COMPLETA QUANTO SEGUE |
A: Trascrivi dal testo sui congedi per la malattia dei figli il passo che va da "Congedi per la" fino a "scritto questa lettera." compreso.
B: Per favore, indica se le affermazioni seguenti concordano con il testo sui congedi per la malattia dei figli, rispondendo sì o no e citando le parole decisive.
(i) I genitori di bambini sotto gli otto anni possono astenersi dal lavoro per cinque giorni ogni 12 mesi per malattia del figlio.
(ii) Alle lavoratrici precarie viene riconosciuto economicamente il diritto ad accudire un figlio malato.
(iii) Nella lettera la conciliazione dei tempi di vita e di lavoro è indicata come uno degli interventi più necessari nel Jobs Act.

[BLOCCO DI TESTO]

Congedi per la malattia dei figli
Non è molto quello che spetta a chi ha un contratto stabile, ma è qualcosa. I genitori di bambini sotto gli otto anni, possono astenersi dal lavoro per cinque giorni ogni 12 mesi per malattia del figlio. Per le lavoratrici precarie invece, la malattia del loro bebè resta un fatto privato. A meno di una nonna disponibile o di una vicina collaborativa, quel giorno anche la madre “atipica” resterà a casa. Ma nessuno a lei riconoscerà economicamente il diritto ad accudire un bambino con la febbre.
CARA BELINDA, HANNO CALPESTATO I SUOI DIRITTI. INTERVERRO'.
di Marianna Madia
Cara Belinda,
la sua lettera di donna, madre, e lavoratrice autonoma è l’emblema di ciò di cui dobbiamo occuparci come Governo. Lei ha perfettamente ragione e io la ringrazio perché alla sua indignazione non segue la rassegnazione, altrimenti non avrebbe scritto questa lettera.
La maternità non è solo un’esperienza intima, faticosa e meravigliosa, e quindi un diritto che va salvaguardato. È il modo con cui un Paese decide il futuro della sua stessa società. In realtà quello che oggi deve cambiare nella testa di noi legislatori e di chi fornisce servizi è che il precario e’ diventato il più tipico fra i lavoratori, perché in questa condizione sono ormai milioni di lavoratrici e lavoratori. Si tratta di una condizione di vita che accomuna moltissimi italiani e italiane, e sono queste ultime le più esposte a un altro dei punti deboli del nostro sistema: la conciliazione dei tempi di vita e di lavoro. È proprio la conciliazione uno degli interventi che ritengo più necessari nel Jobs Act ma anche nella riforma della pubblica amministrazione.

[/BLOCCO DI TESTO]
[DATI FORNITI]

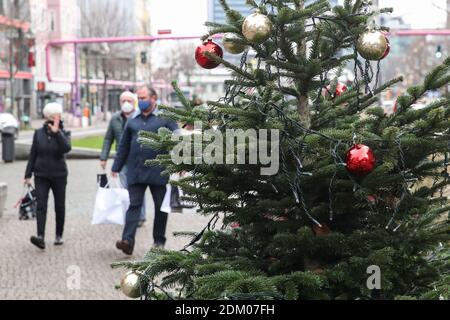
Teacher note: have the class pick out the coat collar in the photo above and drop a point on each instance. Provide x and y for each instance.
(154, 113)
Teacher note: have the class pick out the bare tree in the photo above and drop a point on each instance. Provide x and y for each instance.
(107, 18)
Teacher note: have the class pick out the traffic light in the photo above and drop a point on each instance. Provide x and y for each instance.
(144, 57)
(439, 52)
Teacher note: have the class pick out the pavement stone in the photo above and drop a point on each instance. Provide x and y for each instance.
(26, 273)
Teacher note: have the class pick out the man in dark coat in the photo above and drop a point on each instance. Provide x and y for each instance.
(139, 176)
(116, 126)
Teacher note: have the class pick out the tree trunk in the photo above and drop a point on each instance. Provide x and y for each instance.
(303, 111)
(303, 101)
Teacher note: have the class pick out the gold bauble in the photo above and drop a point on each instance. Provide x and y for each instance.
(230, 44)
(257, 28)
(130, 285)
(373, 45)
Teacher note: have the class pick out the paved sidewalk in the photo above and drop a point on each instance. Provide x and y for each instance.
(27, 273)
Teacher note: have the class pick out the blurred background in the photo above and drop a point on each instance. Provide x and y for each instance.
(42, 60)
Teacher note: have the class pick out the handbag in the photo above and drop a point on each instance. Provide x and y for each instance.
(102, 180)
(28, 204)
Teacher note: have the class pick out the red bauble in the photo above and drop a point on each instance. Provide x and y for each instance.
(388, 49)
(360, 160)
(340, 90)
(202, 59)
(235, 225)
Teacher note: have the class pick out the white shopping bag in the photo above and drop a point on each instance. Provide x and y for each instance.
(111, 205)
(166, 203)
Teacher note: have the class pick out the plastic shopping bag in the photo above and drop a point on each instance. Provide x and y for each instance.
(111, 205)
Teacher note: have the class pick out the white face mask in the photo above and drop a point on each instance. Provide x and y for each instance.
(127, 107)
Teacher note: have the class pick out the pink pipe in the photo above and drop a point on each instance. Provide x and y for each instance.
(54, 43)
(434, 32)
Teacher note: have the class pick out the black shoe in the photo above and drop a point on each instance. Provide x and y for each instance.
(38, 242)
(125, 247)
(141, 223)
(59, 241)
(159, 246)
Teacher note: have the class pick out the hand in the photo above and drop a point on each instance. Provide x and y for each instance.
(55, 126)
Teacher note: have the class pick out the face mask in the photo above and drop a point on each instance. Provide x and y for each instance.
(127, 107)
(144, 105)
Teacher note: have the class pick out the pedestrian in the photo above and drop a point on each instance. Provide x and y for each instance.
(116, 126)
(48, 164)
(140, 177)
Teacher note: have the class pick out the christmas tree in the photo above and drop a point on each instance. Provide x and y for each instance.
(357, 190)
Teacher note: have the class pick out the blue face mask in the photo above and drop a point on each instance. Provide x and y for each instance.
(144, 105)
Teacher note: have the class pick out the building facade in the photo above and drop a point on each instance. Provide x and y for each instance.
(54, 20)
(16, 58)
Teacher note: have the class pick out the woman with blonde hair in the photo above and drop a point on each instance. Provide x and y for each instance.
(48, 165)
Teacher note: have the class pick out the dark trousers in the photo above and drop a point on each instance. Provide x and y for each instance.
(137, 194)
(58, 187)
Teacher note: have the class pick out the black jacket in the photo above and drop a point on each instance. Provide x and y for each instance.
(47, 156)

[/DATI FORNITI]

RISPOSTE DI SEGUITO |
A:
Congedi per la malattia dei figli
Non è molto quello che spetta a chi ha un contratto stabile, ma è qualcosa. I genitori di bambini sotto gli otto anni, possono astenersi dal lavoro per cinque giorni ogni 12 mesi per malattia del figlio. Per le lavoratrici precarie invece, la malattia del loro bebè resta un fatto privato. A meno di una nonna disponibile o di una vicina collaborativa, quel giorno anche la madre “atipica” resterà a casa. Ma nessuno a lei riconoscerà economicamente il diritto ad accudire un bambino con la febbre.
CARA BELINDA, HANNO CALPESTATO I SUOI DIRITTI. INTERVERRO'.
di Marianna Madia
Cara Belinda,
la sua lettera di donna, madre, e lavoratrice autonoma è l’emblema di ciò di cui dobbiamo occuparci come Governo. Lei ha perfettamente ragione e io la ringrazio perché alla sua indignazione non segue la rassegnazione, altrimenti non avrebbe scritto questa lettera.

B:
(i) Sì: "I genitori di bambini sotto gli otto anni, possono astenersi dal lavoro per cinque giorni ogni 12 mesi per malattia del figlio."
(ii) No: "Ma nessuno a lei riconoscerà economicamente il diritto ad accudire un bambino con la febbre."
(iii) Sì: "È proprio la conciliazione uno degli interventi che ritengo più necessari nel Jobs Act"